As noted in the previous section, the lines are blurring between current and future states of consumer engagement via mobile technology and social media. The differences are primarily the degree of widespread availability and consumer usage of mobile tools and provider implementation and utilization of these mobile engagement tools. There will, however, be a significant shift in how providers engage consumers throughout the System of Engagement. That shift will be driven by 1) changes in the healthcare delivery model, with the transition from fee-for-service to new integrated, accountable care systems; 2) increasing consumer empowerment and choice, driving healthcare selfmanagement; 3) regulatory requirements around Meaningful Use and patient outcomes; and 4) continuing and increasing need to lower the overall cost of healthcare.
Key Drivers of Changing Consumer Engagement
Mobile technology and social media will enable consumer engagement in this new landscape. They will meet consumer need for more empowerment, convenience, and control and will support provider clinical and financial goals.
Enabling Consumer Empowerment
Smart mobile devices for everyday needs will become the norm, empowering people with the actionable decision support, convenience, and control they desire. With regard to managing healthcare, mobile technology will empower consumers to take a more proactive approach in assessing their symptoms and selecting providers, accessing healthcare systems, and connecting with care providers for ongoing care management.
Supporting Accountable Care, Regulatory Compliance, and Cost Reduction
Many providers will move from a fee-for-service model to an ACO system that will hold them accountable for patient outcomes throughout the care continuum. In addition, in order to lower the cost of care, many health systems will become plan sponsors as well. As such, consumer engagement will be about influencing consumer choice to drive patient acquisition, steerage, network retention, care coordination, and healthcare cost reduction.
Because consumers will still be empowered to choose their care providers, there will be no guarantee that they will stay in a single network for all their care needs. Mobile technology will help providers engage consumers at every provider selection point and influence their decision to enter and stay within a network. Once that consumer is acquired and retained, providers will then be able to truly engage that person as a patient and transition to patient engagement. Mobile technology will also help providers improve patient engagement, including providing access to medical information, communicating with care team members, and facilitating care coordination.
To summarize, providers will be able to leverage mobile technology to engage consumers that will not only drive consumer and patient satisfaction, but also support the health system’s financial and clinical goals. For providers, mobile technology will:
- Provide consumer decision support (helping them find the most cost-effective care);
- Influence consumer choice;
- Steer to lower cost in-network providers;
- Provide access to the health system and connection to providers;
- Retain ‘patients’ in the health system or network; and
- Support ongoing health management engagement.

= LIST OF TASKS =
1. Translate this sentence from the text on mobile engagement in healthcare into Spanish: "Mobile technology and social media will enable consumer engagement in this new landscape."
2. According to the text on mobile engagement in healthcare, what will many health systems also become in order to lower the cost of care?
3. Reproduce the part of the text on mobile engagement in healthcare starting with "Key Drivers of" and going on through "ongoing care management.".

= INFORMATION =
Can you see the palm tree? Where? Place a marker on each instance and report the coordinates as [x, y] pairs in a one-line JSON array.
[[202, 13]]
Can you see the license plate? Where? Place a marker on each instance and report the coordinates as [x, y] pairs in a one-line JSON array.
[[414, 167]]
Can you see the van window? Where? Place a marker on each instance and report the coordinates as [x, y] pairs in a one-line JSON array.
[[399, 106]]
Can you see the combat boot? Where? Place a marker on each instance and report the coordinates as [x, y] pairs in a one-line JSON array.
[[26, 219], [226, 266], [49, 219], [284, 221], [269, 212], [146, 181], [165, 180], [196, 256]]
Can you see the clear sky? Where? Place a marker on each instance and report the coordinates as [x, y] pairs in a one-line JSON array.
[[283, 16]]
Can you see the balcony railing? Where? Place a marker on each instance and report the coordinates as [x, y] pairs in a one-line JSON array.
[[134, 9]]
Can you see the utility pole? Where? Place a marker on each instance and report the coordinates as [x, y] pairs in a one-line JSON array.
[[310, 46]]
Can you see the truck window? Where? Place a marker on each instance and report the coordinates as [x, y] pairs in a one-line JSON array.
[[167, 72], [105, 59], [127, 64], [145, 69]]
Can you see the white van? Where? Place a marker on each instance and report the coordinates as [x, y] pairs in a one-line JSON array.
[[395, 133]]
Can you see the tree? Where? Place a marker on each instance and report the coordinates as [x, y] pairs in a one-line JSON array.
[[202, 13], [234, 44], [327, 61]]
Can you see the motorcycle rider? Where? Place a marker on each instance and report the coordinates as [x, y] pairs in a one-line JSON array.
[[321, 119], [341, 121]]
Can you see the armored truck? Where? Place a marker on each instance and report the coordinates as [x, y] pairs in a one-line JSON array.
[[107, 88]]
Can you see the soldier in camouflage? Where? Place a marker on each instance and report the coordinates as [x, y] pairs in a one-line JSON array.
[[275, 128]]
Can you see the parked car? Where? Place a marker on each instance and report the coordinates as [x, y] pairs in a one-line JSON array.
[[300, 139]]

...

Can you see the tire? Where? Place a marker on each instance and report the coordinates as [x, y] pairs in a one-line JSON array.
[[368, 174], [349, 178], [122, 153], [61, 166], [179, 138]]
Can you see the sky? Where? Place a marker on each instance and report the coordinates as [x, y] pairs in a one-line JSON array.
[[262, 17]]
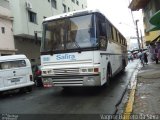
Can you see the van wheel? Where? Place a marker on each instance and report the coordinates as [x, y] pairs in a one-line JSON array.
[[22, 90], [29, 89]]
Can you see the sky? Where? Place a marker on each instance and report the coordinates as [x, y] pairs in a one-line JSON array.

= RESPONSES FOR EACH TASK =
1. La tecnología móvil y las redes sociales permitirán la participación de los consumidores en este nuevo panorama.

2. Plan sponsors.

3.
Key Drivers of Changing Consumer Engagement
Mobile technology and social media will enable consumer engagement in this new landscape. They will meet consumer need for more empowerment, convenience, and control and will support provider clinical and financial goals.
Enabling Consumer Empowerment
Smart mobile devices for everyday needs will become the norm, empowering people with the actionable decision support, convenience, and control they desire. With regard to managing healthcare, mobile technology will empower consumers to take a more proactive approach in assessing their symptoms and selecting providers, accessing healthcare systems, and connecting with care providers for ongoing care management.